## Problem set
(1) Quote the Fort Halifax dam article word for word between "But for several" and "Sebasticook, or SOS.", inclusive.
(2) Continue the article on the Fort Halifax dam dispute from the point where it stops.

## Source document
╔══
Things changed after the 1970s, when passage of the Clean Water Act resulted in the cleanup of pollution that flowed into the rivers. And over the last 20 years, a series of legally-binding agreements were entered into by state and federal regulators, citizens and owners of several dams along the Kennebec and Sebasticook Rivers to restore native fish populations to both the Kennebec and the Sebasticook. Those agreements, which were part of a massive federal, state, conservationist and angler-led effort to bring back the rivers’ decimated native fish populations, specified that if dam owners were to continue generating both power and income at their facilities, they would have to provide fish passage at dams that had historically blocked those fish from reaching their upstream spawning grounds.
But for several years now, there’s been one stubborn holdout of people resisting the tide of restoration that is making its way upriver — the members of Save Our Sebasticook, or SOS.
The group’s membership is drawn from residents along the 5.2 mile long lake-like section created in the SebasticookRiver by the Fort Halifax dam in Winslow. When the owners of that dam found that the cost of installing a fish ladder far outweighed any income they got off the dam, they applied for permission from the state and federal governments to breach the dam. They got permission from both — and howls of protest went up from SOS. Their waterfront property would be worthless without their lake-like impoundment, they said; bald eagles and other wildlife would die; toxic sediment would be exposed by the breaching; and anyway, they maintained, the agreements were made in secret and without proper public notice or input. Just about the only thing they didn’t say would happen was that the sky would fall, but it was only a matter of time.
The group has spent the past few years filing one legal and administrative appeal after another to stop the breaching of Fort Halifax. They’ve made appeals to state court. They’ve appealed to federal court. They’ve appealed to the state Board of Environmental Protection. And every single time, their appeals have been rejected.
╚══
## Given information
╔══
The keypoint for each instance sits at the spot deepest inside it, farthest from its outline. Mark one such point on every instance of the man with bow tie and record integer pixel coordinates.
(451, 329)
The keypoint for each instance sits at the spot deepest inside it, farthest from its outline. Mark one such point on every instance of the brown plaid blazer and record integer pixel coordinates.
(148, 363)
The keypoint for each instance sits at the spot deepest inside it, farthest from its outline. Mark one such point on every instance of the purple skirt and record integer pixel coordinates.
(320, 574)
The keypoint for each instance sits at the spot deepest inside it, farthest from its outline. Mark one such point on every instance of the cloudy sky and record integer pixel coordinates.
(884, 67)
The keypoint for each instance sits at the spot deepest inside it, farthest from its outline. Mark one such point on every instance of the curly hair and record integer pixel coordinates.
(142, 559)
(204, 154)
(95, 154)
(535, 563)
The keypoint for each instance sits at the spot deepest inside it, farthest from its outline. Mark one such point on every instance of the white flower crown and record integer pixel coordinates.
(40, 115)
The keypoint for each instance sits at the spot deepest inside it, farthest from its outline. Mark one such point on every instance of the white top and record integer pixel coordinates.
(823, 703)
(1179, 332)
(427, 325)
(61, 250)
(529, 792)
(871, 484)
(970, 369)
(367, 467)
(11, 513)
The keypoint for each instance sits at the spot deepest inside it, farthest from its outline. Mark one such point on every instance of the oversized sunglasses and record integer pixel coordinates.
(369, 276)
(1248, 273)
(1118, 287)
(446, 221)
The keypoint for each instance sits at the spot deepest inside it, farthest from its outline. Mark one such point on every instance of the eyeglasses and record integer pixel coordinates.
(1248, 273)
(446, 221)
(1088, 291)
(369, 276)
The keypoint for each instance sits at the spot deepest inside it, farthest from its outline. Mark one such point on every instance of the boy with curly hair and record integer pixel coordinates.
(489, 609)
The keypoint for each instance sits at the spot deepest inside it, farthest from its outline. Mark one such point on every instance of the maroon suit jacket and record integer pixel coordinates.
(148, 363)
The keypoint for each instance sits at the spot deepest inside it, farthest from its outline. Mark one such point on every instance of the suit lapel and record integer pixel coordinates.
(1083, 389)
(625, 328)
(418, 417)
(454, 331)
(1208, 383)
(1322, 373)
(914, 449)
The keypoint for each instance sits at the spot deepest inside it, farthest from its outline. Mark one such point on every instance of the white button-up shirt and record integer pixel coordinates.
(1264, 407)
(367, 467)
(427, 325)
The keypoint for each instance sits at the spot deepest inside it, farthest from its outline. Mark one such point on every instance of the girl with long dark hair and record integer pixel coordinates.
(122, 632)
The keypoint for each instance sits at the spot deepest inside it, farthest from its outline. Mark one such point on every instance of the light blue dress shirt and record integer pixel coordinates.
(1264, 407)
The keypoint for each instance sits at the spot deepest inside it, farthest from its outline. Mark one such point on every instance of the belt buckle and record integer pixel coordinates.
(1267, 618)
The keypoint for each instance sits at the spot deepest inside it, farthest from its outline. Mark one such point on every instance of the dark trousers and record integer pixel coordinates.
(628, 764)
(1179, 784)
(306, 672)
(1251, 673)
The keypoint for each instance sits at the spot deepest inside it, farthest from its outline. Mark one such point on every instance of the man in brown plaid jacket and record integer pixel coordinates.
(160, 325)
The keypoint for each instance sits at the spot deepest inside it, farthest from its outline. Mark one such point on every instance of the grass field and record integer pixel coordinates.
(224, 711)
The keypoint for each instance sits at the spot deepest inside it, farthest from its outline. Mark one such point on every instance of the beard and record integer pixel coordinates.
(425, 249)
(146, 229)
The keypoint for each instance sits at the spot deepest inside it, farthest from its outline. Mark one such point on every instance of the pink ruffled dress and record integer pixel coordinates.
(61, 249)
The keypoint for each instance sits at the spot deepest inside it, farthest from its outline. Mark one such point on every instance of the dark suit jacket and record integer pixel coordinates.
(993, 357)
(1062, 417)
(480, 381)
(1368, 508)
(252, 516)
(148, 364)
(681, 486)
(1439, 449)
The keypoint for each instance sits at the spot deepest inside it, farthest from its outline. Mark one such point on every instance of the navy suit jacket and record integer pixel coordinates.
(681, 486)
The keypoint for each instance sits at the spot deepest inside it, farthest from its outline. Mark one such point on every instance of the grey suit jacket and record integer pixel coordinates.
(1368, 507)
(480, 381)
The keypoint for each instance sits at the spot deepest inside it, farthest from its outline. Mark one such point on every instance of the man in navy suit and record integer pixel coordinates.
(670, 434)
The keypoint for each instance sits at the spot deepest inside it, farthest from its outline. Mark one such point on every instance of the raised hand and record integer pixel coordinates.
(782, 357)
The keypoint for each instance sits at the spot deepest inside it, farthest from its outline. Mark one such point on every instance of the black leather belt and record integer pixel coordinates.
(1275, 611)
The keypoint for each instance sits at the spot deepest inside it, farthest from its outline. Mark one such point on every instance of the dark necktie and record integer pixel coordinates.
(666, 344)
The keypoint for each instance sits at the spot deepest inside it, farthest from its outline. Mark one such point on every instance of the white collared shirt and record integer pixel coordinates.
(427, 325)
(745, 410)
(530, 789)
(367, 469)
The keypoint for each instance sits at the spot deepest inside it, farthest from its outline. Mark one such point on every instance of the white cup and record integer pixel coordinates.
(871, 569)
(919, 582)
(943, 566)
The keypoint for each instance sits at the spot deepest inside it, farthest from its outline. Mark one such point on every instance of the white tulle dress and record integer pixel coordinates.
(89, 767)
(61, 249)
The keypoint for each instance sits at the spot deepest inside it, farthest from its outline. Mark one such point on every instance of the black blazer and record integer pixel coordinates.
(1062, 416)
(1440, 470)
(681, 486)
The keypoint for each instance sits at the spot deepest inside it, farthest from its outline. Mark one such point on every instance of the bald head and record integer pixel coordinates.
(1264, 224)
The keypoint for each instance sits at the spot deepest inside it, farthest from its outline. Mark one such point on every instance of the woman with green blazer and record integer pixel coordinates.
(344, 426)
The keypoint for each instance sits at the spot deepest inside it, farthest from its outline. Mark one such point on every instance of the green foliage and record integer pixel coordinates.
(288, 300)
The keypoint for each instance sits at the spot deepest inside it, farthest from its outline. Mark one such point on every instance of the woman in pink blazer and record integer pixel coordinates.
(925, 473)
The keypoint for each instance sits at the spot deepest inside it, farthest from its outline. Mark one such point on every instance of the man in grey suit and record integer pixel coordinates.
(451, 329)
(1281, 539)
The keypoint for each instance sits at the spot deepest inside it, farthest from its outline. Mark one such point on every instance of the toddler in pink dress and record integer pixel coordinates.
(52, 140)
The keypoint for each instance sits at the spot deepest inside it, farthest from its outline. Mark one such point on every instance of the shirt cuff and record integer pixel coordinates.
╚══
## Results
(1)
But for several years now, there’s been one stubborn holdout of people resisting the tide of restoration that is making its way upriver — the members of Save Our Sebasticook, or SOS.

(2)
Helped by one of the state’s most prominent law firms, the members of Save our Sebasticook have been unable to get legal traction anywhere. They’ve been told over and over again by any number of judges and agency reviewers that eagles won’t die, the agreements they’re challenging are legally defensible, toxic sediments are not a problem and indeed, it’s arguable whether their property values will plummet given the fact that they’ll be living on a lively, restored river post-breaching, rather than the fetid, algae-ridden, slow-moving river section it is now. The rulings have come down again and again, and the answer is always the same: SOS’s case has no merit.
Indeed, the owners of the dam, Florida Power and Light, have said that they’d be willing to turn the dam over to SOS or anyone else and even give them the money that would have gone into breaching it — but they haven’t had any takers. We wonder, if maintaining the dam is so important to SOS, then why don’t they take it over themselves? Because as FPL has found, it’s entirely uneconomical to keep it operating if fish passage has to be installed. Which is the reason, of course, that it will, ultimately, be breached.
That’s why we were dismayed to hear last week that, upon their latest appeal being rejected in state court, SOS intended to appeal that rejection to the state’s Supreme Court. What is it about “no” that they don’t understand? We’re sorry to see that more time will be spent not only by SOS’s volunteer lawyers, but by attorneys working for the public, on a quixotic quest that is clearly going to end in defeat for SOS — but a victory for the river. SOS certainly has the right to continue its roadblocking, but that doesn’t make it right to do so. The Kennebec and the Sebasticook are on their way back to restoration, and the members of SOS are standing in the way only temporarily of something that is unstoppable.